++++ Tekst do analizy

Bez owijania w bawełnę. Javy uczyłem się od marca, ale w okresie kwiecień- czerwiec poświęciłem na nią mało czasu. Będę w tym roku kończył studia - biologię i sumie trochę późno odkryłem jak fajne jest programowanie. Pewnie gdybym mógł cofnąć czas wybrałbym ją, choć biologię też lubię, ale nie wiem jak to połączyć. Oprócz Javy robiłem kilka stronek z użyciem HTMLa i CSS. Byłem jeszcze na stażu 2-miesięcznym, gdzie zdobyłem doświadczenie pracy w linuksie i poznałem podstawy Pythona, ale głównie zajmowałem się biomodelowaniem przy użyciu GROMACSa. Angielski mam tak w miarę ogarnięty certyfikat C1, czytanie bardzo dobrze, mówienie i pisanie dobrze. Ogólnie to robiłem sobie proste aplikacje z użyciem Swinga i też Scene Buildera, robiłem też kilka stronek. Chciałbym teraz przez ten semestr cisnąć z programowaniem zrobić jakiś projekt, aby w następnym semestrze, gdzie będę miał zajęcia tylko jakieś 2 razy w tygodniu (pisanie magisterki) pójść gdzieś do roboty na 1/2 lub 3/5 etatu, chodzi mi przede wszystkim o doświadczenie, kasy i tak na razie mam sporo.

++++++++
++++ Fragmenty wpisów

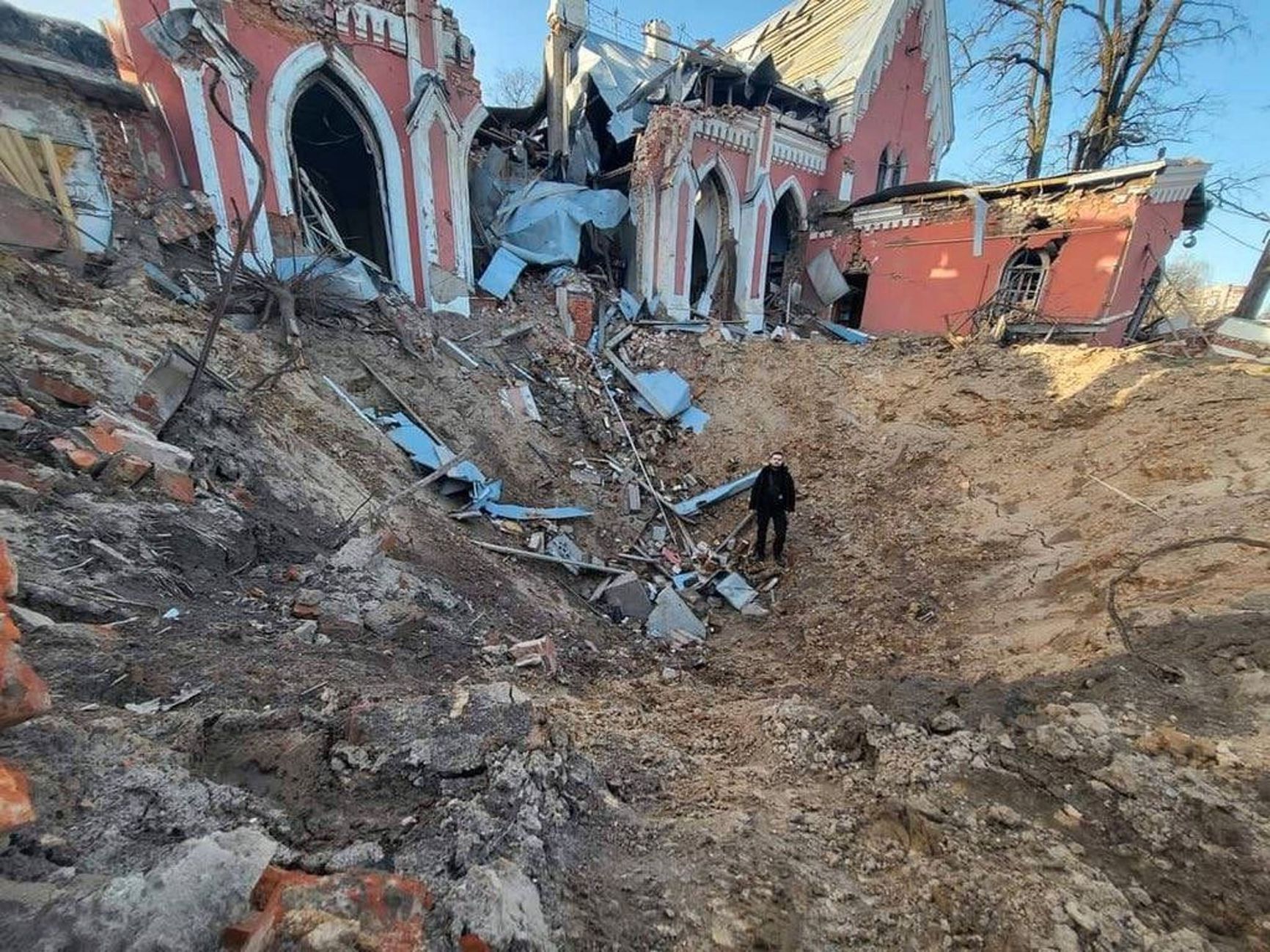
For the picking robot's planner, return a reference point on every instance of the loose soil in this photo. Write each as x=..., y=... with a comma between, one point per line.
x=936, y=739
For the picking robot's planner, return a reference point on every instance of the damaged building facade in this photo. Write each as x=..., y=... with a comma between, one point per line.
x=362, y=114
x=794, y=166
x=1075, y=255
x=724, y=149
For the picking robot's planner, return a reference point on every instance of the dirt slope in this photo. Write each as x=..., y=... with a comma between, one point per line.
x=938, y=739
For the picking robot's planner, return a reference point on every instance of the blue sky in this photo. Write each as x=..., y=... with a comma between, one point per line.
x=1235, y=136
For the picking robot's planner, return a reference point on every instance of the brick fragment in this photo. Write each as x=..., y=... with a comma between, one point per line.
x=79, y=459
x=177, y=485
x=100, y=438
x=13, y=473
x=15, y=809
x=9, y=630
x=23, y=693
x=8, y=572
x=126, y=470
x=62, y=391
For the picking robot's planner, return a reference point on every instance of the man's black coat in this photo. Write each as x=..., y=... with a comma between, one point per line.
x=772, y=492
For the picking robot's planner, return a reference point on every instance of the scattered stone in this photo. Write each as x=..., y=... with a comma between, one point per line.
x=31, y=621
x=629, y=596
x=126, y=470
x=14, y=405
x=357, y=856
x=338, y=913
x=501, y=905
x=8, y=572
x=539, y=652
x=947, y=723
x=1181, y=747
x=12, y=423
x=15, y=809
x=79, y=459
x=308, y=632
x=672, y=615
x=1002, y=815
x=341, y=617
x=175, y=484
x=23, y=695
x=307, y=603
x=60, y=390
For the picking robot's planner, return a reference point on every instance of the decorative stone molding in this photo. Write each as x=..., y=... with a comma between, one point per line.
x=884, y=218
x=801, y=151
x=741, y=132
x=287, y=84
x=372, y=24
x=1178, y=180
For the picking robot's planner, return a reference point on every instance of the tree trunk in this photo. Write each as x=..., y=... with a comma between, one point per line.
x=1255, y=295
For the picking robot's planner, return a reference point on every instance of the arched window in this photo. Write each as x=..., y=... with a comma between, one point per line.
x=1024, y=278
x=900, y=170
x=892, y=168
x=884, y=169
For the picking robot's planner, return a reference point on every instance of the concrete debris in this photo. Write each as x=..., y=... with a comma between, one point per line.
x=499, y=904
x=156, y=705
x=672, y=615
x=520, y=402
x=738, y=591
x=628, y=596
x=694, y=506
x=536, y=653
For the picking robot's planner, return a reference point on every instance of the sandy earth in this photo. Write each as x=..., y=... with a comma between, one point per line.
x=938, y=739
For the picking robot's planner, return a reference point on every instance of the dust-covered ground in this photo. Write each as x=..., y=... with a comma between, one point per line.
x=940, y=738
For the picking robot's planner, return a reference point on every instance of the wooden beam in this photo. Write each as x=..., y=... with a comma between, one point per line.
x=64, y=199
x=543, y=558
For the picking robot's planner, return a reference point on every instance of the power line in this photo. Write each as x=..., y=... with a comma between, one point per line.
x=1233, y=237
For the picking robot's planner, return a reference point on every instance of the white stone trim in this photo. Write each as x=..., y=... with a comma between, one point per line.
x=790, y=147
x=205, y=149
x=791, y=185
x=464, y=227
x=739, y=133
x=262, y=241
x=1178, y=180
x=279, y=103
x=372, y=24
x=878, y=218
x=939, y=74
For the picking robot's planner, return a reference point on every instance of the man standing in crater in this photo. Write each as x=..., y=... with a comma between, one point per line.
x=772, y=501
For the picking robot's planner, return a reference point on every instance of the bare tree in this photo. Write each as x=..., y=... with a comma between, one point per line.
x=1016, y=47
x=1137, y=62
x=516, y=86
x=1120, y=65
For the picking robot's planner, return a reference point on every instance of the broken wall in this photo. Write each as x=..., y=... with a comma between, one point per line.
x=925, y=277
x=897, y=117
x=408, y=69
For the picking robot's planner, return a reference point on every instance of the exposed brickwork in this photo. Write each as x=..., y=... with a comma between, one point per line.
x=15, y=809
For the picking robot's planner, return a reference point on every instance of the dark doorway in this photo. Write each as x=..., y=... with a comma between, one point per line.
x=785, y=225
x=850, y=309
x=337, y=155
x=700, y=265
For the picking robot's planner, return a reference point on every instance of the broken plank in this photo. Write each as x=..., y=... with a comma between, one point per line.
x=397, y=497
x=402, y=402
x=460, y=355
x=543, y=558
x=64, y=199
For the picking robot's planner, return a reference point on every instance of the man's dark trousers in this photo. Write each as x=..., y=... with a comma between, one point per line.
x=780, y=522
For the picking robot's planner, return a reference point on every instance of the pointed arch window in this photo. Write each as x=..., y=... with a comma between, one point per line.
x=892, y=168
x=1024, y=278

++++++++
++++ Fragmenty wpisów

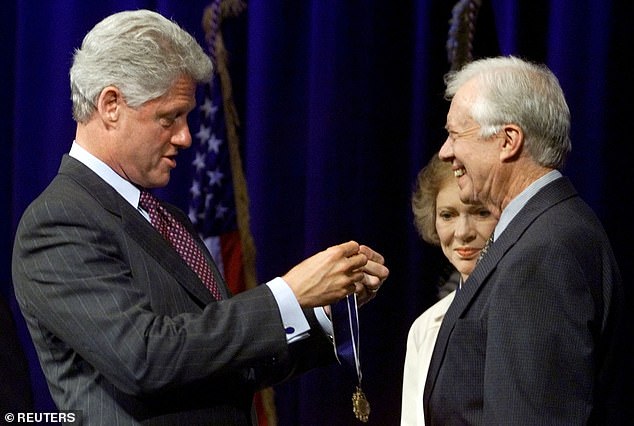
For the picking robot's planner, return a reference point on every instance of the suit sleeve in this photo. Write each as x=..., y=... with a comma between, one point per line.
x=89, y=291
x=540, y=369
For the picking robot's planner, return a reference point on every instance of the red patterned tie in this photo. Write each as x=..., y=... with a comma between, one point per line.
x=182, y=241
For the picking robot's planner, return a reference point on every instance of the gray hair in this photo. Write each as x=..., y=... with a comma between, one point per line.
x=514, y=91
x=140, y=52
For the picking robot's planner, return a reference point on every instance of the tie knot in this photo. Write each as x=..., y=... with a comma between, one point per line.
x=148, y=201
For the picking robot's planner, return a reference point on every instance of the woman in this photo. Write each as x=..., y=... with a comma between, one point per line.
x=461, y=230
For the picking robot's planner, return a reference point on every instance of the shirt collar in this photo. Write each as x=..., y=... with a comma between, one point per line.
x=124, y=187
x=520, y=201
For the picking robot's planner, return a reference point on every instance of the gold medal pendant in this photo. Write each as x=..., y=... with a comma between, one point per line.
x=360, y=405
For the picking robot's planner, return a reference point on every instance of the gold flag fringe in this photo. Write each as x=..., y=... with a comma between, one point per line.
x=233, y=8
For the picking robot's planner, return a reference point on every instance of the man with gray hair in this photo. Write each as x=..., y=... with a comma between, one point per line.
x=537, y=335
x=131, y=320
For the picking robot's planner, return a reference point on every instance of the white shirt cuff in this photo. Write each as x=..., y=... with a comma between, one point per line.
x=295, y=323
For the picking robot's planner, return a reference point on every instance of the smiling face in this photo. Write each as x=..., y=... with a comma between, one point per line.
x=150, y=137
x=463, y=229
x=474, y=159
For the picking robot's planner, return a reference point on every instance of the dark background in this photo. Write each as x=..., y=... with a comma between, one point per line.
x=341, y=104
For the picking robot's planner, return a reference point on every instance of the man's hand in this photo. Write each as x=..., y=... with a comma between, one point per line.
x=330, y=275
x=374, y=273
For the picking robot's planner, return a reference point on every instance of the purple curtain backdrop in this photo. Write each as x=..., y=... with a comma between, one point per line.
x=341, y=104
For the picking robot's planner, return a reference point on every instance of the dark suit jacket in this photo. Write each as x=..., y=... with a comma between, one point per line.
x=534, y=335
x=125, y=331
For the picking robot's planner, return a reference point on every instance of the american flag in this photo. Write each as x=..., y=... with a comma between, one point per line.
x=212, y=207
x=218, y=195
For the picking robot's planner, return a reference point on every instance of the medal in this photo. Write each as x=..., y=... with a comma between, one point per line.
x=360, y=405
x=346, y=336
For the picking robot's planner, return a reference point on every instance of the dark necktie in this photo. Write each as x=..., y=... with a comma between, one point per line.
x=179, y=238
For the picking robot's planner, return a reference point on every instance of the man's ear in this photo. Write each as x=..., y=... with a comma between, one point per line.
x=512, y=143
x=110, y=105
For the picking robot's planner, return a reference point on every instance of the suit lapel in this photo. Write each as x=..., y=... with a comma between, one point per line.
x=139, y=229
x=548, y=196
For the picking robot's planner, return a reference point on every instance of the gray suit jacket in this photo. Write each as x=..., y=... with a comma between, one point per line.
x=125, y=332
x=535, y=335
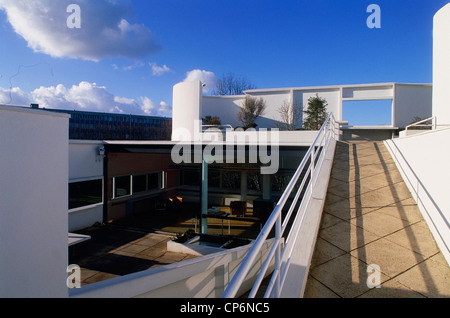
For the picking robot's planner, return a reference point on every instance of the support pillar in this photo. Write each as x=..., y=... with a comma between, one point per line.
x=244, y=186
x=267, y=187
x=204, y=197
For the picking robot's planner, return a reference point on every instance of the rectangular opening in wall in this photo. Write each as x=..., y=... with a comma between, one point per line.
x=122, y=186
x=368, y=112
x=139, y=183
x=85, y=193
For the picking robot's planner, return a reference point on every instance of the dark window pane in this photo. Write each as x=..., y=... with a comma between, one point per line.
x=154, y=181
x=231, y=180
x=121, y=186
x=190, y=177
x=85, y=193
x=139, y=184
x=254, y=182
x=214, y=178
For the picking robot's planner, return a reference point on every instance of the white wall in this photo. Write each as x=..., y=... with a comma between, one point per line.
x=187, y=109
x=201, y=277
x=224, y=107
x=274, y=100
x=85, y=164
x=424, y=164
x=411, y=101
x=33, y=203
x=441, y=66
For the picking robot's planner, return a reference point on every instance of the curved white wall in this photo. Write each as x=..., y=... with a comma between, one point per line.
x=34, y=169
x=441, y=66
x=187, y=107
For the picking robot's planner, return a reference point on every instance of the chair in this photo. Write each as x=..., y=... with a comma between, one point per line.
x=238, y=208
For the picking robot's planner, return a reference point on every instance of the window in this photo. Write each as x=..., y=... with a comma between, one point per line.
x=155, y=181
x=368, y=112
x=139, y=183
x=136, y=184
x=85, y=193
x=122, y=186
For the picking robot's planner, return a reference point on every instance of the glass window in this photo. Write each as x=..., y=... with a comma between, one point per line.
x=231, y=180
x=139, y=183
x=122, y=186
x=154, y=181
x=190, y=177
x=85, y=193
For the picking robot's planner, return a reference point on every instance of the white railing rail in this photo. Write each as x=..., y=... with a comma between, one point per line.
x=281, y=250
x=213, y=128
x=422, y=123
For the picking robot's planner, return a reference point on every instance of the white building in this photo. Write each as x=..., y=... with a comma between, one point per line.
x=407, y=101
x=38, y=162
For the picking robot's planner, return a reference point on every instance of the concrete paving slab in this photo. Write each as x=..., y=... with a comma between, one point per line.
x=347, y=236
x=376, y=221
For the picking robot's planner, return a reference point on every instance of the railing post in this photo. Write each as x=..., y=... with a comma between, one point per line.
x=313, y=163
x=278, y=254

++++++++
++++ Fragmenty wpisów

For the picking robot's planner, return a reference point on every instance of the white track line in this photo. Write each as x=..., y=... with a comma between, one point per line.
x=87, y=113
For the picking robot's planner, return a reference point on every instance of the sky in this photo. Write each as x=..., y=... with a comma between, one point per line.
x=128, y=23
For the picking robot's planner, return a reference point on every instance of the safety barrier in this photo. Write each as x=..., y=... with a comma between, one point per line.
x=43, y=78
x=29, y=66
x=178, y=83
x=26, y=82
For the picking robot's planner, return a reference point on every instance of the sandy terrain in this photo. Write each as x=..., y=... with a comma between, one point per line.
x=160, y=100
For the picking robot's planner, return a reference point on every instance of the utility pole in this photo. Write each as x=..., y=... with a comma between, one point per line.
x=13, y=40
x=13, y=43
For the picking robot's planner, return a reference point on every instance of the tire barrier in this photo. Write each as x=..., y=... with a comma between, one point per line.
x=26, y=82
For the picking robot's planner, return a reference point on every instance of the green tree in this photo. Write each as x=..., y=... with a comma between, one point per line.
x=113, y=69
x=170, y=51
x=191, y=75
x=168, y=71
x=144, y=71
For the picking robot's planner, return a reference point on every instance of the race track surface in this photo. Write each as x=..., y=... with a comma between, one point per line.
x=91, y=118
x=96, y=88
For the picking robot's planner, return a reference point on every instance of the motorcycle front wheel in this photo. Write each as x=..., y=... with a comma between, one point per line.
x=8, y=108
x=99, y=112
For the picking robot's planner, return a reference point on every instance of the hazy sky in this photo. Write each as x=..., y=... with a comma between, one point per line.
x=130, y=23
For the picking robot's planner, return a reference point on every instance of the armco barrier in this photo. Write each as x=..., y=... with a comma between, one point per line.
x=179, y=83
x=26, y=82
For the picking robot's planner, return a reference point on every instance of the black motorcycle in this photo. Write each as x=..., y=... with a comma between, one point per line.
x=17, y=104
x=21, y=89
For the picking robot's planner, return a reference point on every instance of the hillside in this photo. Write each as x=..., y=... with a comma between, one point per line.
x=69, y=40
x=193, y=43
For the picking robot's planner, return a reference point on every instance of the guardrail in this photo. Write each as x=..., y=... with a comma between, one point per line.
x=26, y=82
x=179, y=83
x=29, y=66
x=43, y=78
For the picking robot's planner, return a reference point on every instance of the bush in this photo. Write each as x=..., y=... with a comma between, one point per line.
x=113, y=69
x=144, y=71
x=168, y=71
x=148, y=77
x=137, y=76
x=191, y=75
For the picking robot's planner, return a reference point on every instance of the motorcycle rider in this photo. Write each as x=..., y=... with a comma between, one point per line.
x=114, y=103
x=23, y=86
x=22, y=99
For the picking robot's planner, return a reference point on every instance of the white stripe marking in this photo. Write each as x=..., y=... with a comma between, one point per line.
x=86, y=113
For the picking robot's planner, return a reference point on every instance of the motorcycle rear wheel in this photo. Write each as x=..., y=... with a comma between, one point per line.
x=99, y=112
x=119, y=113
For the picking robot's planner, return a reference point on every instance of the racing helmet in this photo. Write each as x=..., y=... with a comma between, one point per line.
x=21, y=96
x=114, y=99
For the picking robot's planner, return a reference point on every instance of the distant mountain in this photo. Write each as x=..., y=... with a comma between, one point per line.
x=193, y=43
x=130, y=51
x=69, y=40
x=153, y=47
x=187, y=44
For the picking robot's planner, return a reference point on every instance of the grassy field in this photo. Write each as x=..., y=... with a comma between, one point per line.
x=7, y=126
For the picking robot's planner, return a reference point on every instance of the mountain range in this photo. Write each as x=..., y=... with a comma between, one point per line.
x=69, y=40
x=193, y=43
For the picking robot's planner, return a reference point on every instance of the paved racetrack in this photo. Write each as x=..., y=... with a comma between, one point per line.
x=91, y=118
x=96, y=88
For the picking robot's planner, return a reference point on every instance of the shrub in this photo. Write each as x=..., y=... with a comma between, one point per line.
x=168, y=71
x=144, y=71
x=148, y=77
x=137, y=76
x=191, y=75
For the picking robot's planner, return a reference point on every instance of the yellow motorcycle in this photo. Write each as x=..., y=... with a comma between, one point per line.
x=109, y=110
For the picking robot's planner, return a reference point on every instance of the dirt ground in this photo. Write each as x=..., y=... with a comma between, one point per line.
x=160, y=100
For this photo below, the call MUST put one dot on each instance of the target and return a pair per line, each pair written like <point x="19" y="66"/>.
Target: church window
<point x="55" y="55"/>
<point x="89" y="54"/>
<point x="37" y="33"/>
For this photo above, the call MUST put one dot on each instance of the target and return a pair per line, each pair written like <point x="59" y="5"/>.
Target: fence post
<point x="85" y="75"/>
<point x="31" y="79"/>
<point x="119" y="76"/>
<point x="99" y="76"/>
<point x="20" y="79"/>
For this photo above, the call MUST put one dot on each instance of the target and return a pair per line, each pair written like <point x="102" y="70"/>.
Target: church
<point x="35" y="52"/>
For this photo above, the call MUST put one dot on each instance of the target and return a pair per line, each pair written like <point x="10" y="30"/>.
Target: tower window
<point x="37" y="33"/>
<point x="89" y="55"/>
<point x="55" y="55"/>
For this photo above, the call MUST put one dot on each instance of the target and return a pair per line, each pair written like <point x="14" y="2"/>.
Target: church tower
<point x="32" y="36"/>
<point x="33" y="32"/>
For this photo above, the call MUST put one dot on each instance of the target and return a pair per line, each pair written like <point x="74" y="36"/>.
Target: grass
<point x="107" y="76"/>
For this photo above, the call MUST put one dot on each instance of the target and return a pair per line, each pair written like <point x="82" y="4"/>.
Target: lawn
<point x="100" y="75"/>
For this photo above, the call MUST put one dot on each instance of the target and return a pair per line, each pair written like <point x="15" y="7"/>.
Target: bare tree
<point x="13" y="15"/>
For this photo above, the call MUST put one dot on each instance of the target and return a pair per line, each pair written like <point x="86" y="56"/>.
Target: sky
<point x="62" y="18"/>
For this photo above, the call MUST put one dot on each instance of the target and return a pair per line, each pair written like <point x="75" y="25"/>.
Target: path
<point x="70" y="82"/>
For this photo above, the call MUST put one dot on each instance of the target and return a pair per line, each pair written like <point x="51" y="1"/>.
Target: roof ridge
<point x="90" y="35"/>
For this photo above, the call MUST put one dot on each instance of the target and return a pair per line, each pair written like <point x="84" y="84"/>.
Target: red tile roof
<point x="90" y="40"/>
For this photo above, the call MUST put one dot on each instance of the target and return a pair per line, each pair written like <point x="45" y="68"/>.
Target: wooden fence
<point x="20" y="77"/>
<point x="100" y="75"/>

++++++++

Zadanie do wykonania A =
Jakiego programu używano do biomodelowania na stażu opisanym w tekście o nauce programowania?
Zadanie do wykonania B =
Dopisz dalszy ciąg tekstu o nauce programowania, zaczynając od miejsca, w którym się kończy.
Wpisy są osobnym materiałem i nie mają związku z tekstem.

Odpowiedź A =
GROMACS.

Odpowiedź B =
Teraz pytanie: Na czym powinienem się przez te pół roku skupić?
- Robić jakieś własne projekty?
- Zrobić certyfikat z Javy (ten gość Seliga z youtube mówił, że nie warto).
- Zapisać się na jakiś bootcamp programistyczny? Czy jakies dodatkowe kursy?
Co do punktu 2 i 3 to max mogę wydać jakieś 1500-2000 zł nie więcej.
Pewnie jakby mi się udało to robiłbym jakąś podyplomówkę z informatyki w weekendy.